BEGIN Document excerpt
|
From: Konstantin S. <kon...@gm...> - 2008-03-28 11:44:48
|
Hi,
I'd like to collect ideas regarding the subject raised today in a
separate thread: how to decipher Helgrind's reports about 'Possible
data race'.
So, this is the usual format of helgrind report about a race:
- ACCESS_TYPE (read or write)
- memory address ADDR
- thread segment SEG
- thread THR
- stack dump of access ACCESS_CONTEXT
- stack dump of the place where ADDR has been allocated:
ALLOC_CONTEXT (or a name of a global variable).
- stack dump of the place where last consistently used lock was
used: LOCK_CONTEXT
- Previous state OLD_STATE which indicates:
- If there were writes to this memory before (or only reads
happened): R or W
- In what segments and threads where these previous accesses:
(like this: S123/T1 S456/T3 S987/T7)
So, if the race happens on a global var, life is easy: we just check
all uses of this var manually.
If there are too many uses, we can call Helgrind second time with
--trace-addr=ADDR --trace-level=2 and we get all accesses.
If the race happens on a memory location allocated from heap, and
which is e.g. a field of a structure inside out code, --trace-addr may
not work (in my experience it never works on big apps).
This is because addresses allocated in multi-threaded programs differ
from run to run (idea: hack the allocator to make it more
reproducible; not sure if possible).
In this case VG_USERREQ__HG_TRACE_MEM is useful: we annotate the racy
field with this client request and rerun Helgrind with --trace-level=2
getting all the accesses.
In my experience it helps in ~50% of cases.
I think that sometimes printing the traces annoys the scheduler and
the race gets hidden (idea: instead of printing traces store them
somewhere and print only when showing the race).
Ok, but what shall we do if the race is inside some library code (e.g.
STL)? We can't annotate it...
That's what I do (not perfect and requires a lot of manual work):
- On each segment creation I record the current context (stack dump)
(added ExeContext* field to Segment)
- When printing a race report I also print contexts of all segment in
the OLD_STATE.
END Document excerpt
BEGIN Supplied information
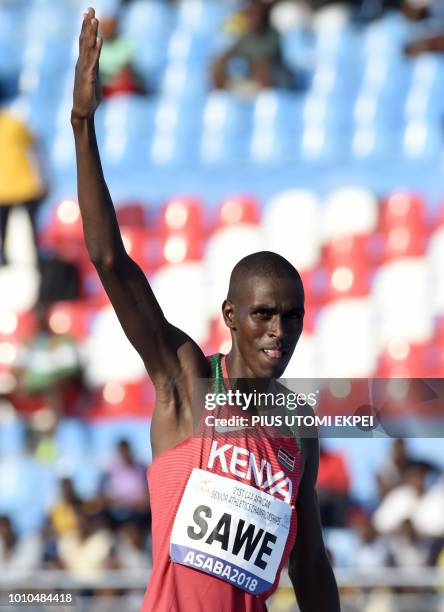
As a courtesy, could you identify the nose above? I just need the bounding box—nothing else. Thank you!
[269,314,284,339]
END Supplied information
Requests:
**a.** Please write out the Helgrind message from "In my experience it helps" up to and including "showing the race).".
**b.** According to the Helgrind message, why may --trace-addr fail when the race is on heap-allocated memory? Answer in one to three sentences.
**c.** Do the following statements agree with the Helgrind message? Answer yes or no for each, quoting the words of the message that decide it.
(i) The author finds that VG_USERREQ__HG_TRACE_MEM helps in roughly half of cases.
(ii) A race on a global variable is described as difficult to investigate.
(iii) The author records the current stack dump whenever a segment is created.

Written responses:
**a.**
In my experience it helps in ~50% of cases.
I think that sometimes printing the traces annoys the scheduler and
the race gets hidden (idea: instead of printing traces store them
somewhere and print only when showing the race).

**b.** Addresses allocated in multi-threaded programs differ from run to run. The message gives this as the reason --trace-addr may not work for a heap location such as a field of a structure.

**c.**
(i) Yes: "In my experience it helps in ~50% of cases."
(ii) No: "if the race happens on a global var, life is easy"
(iii) Yes: "On each segment creation I record the current context (stack dump)"